#### Supplied entries
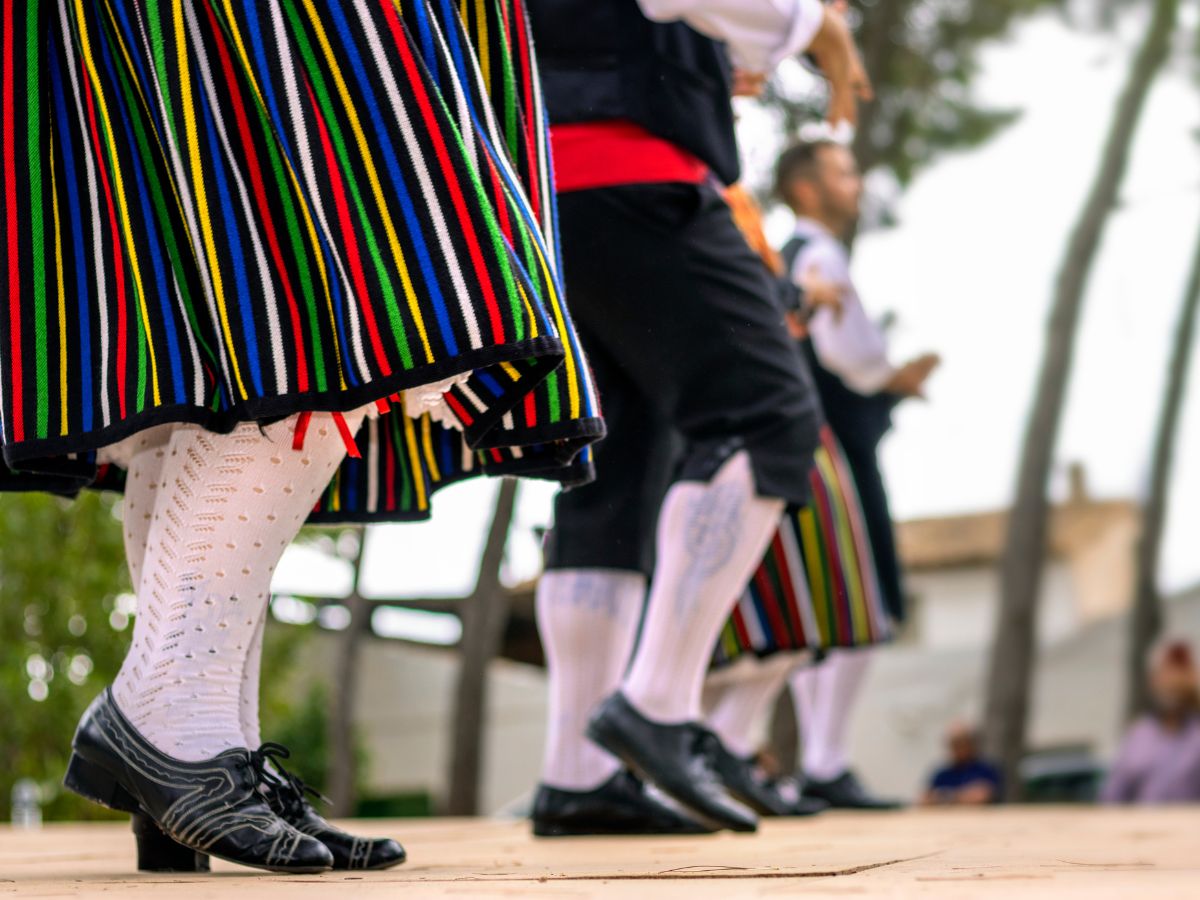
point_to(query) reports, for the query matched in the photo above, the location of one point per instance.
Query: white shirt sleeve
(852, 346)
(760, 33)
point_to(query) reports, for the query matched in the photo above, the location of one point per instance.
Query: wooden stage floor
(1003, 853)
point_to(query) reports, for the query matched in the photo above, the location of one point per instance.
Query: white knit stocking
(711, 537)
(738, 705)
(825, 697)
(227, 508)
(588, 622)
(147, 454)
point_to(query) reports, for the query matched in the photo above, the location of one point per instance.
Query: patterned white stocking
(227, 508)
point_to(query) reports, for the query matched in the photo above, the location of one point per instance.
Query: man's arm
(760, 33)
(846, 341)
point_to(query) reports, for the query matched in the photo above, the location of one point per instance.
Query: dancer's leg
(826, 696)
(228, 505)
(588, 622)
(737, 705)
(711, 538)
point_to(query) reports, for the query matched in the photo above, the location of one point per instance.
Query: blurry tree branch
########
#### Supplied entries
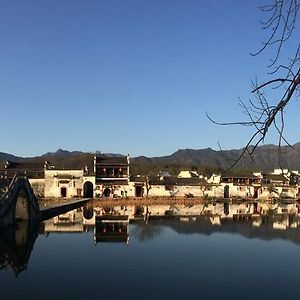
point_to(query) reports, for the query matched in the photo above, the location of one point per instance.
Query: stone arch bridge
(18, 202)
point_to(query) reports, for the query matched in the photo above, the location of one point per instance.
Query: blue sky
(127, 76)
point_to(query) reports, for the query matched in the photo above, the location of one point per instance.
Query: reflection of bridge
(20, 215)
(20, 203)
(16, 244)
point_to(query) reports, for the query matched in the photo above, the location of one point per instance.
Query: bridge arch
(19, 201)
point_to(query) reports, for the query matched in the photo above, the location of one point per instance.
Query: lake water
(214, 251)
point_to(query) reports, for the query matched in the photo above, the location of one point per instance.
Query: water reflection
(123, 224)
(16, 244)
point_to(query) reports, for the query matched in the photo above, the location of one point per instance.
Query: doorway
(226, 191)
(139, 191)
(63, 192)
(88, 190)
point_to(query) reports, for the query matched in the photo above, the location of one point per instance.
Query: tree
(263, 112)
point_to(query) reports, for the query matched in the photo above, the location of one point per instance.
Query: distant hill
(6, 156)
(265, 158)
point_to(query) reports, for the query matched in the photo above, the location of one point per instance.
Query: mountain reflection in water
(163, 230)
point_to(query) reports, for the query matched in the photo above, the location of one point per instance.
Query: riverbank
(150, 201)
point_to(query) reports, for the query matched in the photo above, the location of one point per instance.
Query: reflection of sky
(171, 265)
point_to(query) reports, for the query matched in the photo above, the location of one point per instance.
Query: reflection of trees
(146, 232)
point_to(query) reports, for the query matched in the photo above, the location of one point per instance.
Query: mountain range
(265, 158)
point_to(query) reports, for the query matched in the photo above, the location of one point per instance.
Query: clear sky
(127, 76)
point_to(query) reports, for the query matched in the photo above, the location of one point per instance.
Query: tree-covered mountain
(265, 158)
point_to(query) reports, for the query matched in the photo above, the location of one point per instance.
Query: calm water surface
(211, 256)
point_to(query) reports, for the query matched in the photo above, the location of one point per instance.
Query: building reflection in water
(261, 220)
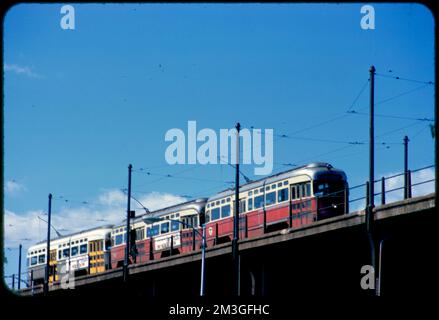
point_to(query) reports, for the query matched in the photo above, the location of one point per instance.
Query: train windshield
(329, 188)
########
Extract every line above that contains the word "white", and copy each such line in full.

Query: white shirt sleeve
Query: white knit stocking
Query: patterned white stocking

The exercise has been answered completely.